_SET TASK_
Give the lines again starting at the line that contains "Tag each instance of the golden" and ending at the line that contains "x=677, y=672", substituting "image" for each "photo" and keeping everything else unchanged. Leave the pictures out.

===== EXCERPTED DATA

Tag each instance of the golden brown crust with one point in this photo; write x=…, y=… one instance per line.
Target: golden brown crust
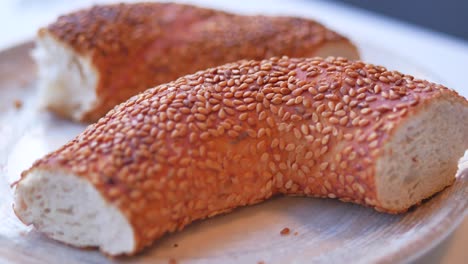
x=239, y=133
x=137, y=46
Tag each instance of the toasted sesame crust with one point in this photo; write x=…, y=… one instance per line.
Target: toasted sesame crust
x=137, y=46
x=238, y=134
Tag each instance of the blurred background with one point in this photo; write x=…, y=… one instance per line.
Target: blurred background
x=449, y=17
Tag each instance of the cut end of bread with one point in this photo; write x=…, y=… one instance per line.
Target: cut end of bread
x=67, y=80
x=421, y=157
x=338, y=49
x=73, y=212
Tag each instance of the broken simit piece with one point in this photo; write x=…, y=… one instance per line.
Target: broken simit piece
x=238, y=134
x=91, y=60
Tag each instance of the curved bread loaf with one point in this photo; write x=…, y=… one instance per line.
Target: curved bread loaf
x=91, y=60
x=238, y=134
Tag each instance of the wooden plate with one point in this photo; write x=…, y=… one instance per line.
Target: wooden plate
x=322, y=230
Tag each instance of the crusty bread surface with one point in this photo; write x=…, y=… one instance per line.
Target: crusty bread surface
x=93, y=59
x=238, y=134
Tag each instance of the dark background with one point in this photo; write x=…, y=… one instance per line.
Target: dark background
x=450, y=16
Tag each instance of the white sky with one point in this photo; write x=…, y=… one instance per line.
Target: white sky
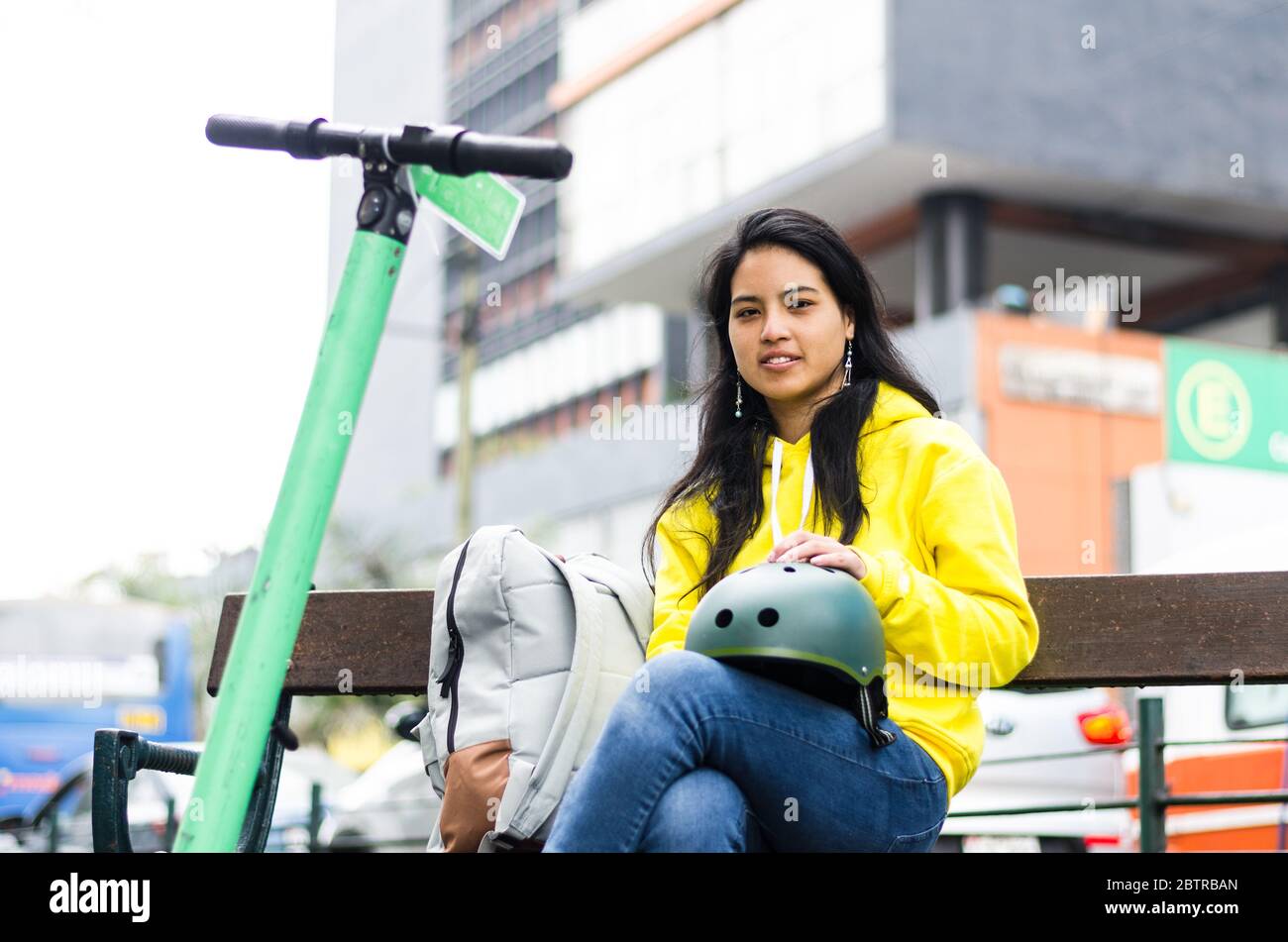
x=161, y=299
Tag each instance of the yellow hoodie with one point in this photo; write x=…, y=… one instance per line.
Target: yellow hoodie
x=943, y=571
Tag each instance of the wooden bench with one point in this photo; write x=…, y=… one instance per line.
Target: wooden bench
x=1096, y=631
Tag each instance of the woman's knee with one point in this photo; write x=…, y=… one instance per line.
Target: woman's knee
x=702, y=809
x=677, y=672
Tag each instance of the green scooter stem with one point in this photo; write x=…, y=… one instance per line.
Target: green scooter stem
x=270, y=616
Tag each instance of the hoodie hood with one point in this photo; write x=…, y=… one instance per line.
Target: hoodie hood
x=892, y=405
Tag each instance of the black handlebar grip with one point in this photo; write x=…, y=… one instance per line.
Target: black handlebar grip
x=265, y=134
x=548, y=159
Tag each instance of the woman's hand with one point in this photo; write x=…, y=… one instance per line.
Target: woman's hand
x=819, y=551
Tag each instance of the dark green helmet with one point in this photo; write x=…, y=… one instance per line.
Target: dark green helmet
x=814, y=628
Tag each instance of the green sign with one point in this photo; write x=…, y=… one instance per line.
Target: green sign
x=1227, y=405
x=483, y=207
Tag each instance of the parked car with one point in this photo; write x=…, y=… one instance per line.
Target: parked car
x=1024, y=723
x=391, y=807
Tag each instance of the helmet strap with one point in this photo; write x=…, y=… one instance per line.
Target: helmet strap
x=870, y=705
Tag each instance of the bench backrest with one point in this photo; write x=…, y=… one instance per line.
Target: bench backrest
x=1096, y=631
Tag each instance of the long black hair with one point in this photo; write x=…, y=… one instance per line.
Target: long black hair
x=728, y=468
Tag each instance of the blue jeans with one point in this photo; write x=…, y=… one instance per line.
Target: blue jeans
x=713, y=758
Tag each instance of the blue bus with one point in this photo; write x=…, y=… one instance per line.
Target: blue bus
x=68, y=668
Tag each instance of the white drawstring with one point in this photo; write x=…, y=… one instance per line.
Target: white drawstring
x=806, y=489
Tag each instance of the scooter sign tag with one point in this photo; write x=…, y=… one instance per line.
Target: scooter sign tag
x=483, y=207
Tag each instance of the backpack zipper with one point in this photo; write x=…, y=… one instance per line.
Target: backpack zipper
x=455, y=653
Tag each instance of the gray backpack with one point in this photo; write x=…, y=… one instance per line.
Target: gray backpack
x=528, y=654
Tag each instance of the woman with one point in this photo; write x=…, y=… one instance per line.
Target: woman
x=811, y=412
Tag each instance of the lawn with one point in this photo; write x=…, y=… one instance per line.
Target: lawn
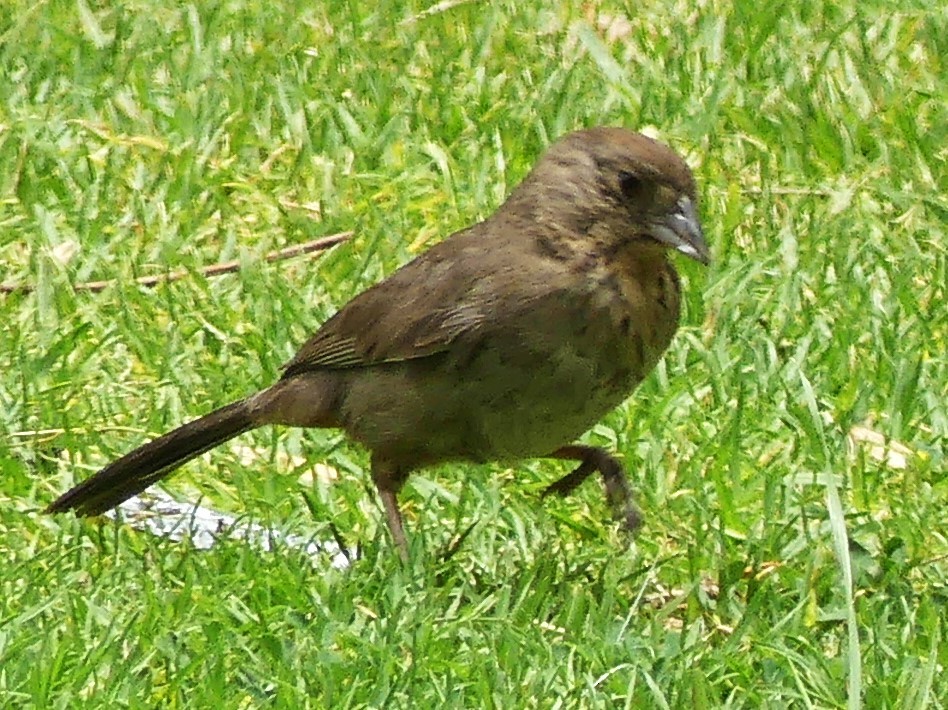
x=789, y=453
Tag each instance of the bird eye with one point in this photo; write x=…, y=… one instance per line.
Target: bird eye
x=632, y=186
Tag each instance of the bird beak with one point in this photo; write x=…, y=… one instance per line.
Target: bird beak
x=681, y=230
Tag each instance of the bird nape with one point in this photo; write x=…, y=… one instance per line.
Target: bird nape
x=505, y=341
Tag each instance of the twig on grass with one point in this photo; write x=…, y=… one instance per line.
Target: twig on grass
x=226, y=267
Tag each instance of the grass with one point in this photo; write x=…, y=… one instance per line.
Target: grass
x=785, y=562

==========
===== EXCERPTED DATA

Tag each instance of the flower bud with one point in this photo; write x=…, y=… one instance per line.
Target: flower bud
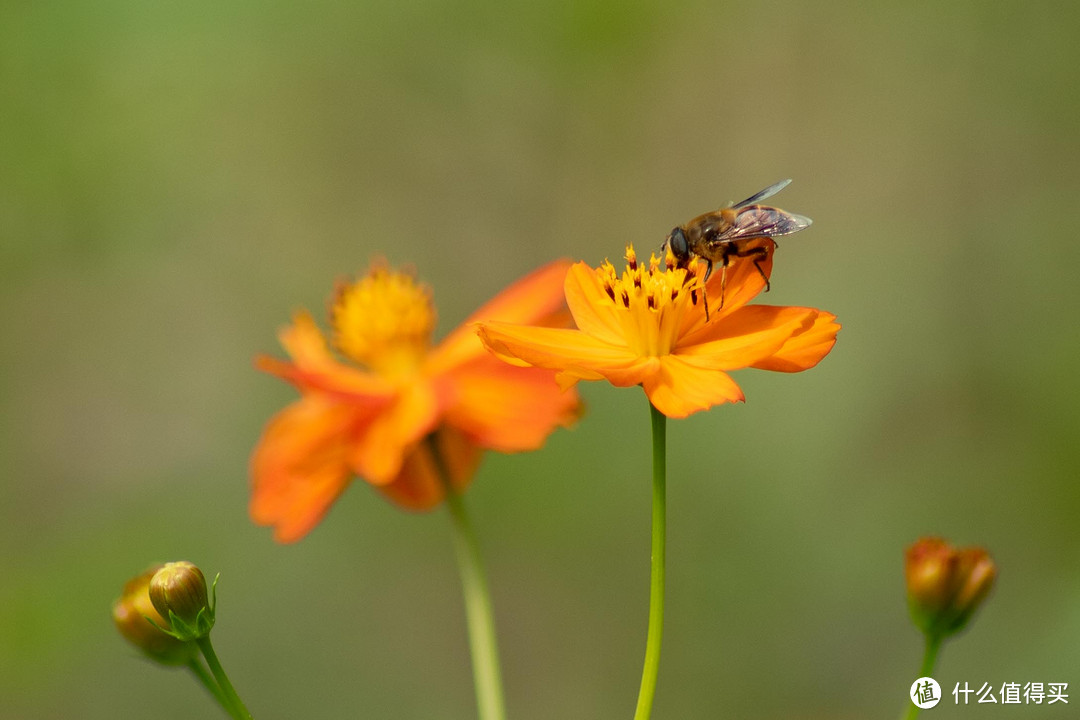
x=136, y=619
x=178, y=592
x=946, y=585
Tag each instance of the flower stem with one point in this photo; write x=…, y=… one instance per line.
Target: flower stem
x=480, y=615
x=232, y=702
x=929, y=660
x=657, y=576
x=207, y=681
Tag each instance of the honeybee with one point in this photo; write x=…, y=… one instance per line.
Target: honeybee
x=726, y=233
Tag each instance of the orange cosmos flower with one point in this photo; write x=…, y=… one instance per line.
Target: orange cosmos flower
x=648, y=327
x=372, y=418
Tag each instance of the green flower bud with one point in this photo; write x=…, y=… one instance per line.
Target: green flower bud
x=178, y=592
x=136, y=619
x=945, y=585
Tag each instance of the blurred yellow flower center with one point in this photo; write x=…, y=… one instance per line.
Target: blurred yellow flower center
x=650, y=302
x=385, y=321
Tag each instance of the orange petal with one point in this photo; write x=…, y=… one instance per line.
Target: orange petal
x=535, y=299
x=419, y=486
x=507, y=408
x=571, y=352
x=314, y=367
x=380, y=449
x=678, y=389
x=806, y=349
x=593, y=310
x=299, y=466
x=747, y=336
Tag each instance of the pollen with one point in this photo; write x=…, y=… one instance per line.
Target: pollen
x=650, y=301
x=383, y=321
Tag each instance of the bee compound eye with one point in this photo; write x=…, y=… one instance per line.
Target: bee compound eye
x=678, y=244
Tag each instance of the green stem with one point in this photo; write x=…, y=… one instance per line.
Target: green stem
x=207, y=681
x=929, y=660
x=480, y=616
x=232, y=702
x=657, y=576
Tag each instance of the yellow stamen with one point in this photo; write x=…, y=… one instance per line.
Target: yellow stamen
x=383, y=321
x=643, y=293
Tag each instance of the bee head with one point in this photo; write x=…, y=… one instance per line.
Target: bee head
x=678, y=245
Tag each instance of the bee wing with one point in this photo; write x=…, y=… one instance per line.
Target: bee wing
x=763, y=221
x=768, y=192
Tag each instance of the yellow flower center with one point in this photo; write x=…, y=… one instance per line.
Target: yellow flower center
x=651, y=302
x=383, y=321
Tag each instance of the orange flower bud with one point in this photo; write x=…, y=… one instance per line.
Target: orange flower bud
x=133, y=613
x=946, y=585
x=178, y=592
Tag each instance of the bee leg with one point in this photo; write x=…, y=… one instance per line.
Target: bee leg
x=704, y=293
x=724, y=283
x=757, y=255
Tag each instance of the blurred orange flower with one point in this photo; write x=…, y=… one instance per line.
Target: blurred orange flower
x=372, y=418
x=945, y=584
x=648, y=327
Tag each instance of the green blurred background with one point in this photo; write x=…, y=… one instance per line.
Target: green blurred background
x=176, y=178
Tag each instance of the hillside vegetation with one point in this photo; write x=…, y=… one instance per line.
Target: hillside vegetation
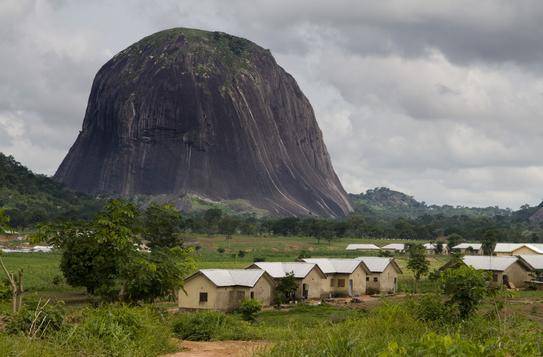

==========

_WRITTEN SOLUTION_
Tag each instance of the golden brown crust with one point in this image; write x=…, y=… one instance per line.
Target: golden brown crust
x=239, y=133
x=137, y=46
Tag each instance of the toasted sesame crust with one point in this image; write x=…, y=… one instance per line.
Target: toasted sesame crust
x=137, y=46
x=238, y=134
Tag each instance of the blurred background with one point in this image; write x=…, y=… one instance per line.
Target: blurred background
x=449, y=17
Tag each instance of the cut end of bread with one point in this image; write x=…, y=… one instance per line.
Target: cut end of bread
x=67, y=80
x=421, y=157
x=338, y=49
x=73, y=212
Tag each instance of the broken simit piece with one point in this image; write x=…, y=… one instance per line.
Target: broken simit piece
x=238, y=134
x=91, y=60
Tag each instance of the curved bread loaf with one point in this image; write x=…, y=… one instance per line.
Target: curved bread loaf
x=91, y=60
x=238, y=134
Tag each instance of the wooden plate with one point in this image; write x=…, y=… one instance per line.
Target: wooden plate
x=322, y=230
Tag each instance of the crusty bread surface with one point in this image; write x=…, y=… one instance per line.
Target: crusty bread surface
x=93, y=59
x=238, y=134
Tag each instance of the dark background with one point in this image; write x=…, y=… one instance per line.
Target: dark background
x=450, y=16
Tag each instance of the white sky with one point in this image; write x=…, y=… one instance per line.
Target: white sky
x=161, y=299
Tag each instance of the yellow hoodie with one point in this image; write x=…, y=… one instance per line.
Target: yellow hoodie
x=943, y=571
Tag each instance of the wooden bench with one point in this image; write x=…, y=… one instance per line.
Target: wooden bench
x=1096, y=631
Tag each instance of the woman's knee with one point in this image; write x=…, y=… one instance per line.
Target: woman's knee
x=702, y=809
x=677, y=672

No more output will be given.